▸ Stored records
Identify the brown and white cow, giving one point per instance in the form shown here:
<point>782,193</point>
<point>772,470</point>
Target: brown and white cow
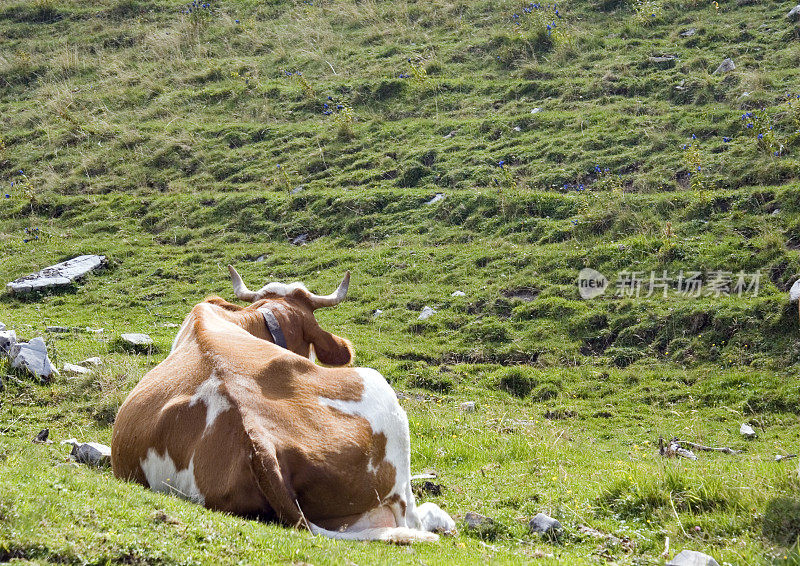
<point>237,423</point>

==

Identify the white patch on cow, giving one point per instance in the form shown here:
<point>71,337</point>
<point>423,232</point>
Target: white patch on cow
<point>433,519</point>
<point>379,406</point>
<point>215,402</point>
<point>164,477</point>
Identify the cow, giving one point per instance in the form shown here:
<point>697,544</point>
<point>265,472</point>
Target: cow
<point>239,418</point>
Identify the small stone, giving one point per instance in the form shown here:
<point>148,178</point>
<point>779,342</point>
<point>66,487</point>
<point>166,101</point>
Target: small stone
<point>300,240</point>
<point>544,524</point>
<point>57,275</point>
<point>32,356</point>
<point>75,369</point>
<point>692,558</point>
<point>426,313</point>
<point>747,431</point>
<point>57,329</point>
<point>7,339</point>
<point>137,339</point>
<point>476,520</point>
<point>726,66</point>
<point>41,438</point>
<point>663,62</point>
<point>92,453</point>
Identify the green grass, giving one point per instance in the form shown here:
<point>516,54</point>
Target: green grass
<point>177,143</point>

▸ ACTIVITY
Work out how many lines in the data hold the word "instance"; reply with the number alone.

▸ RESULT OF THIS EXERCISE
5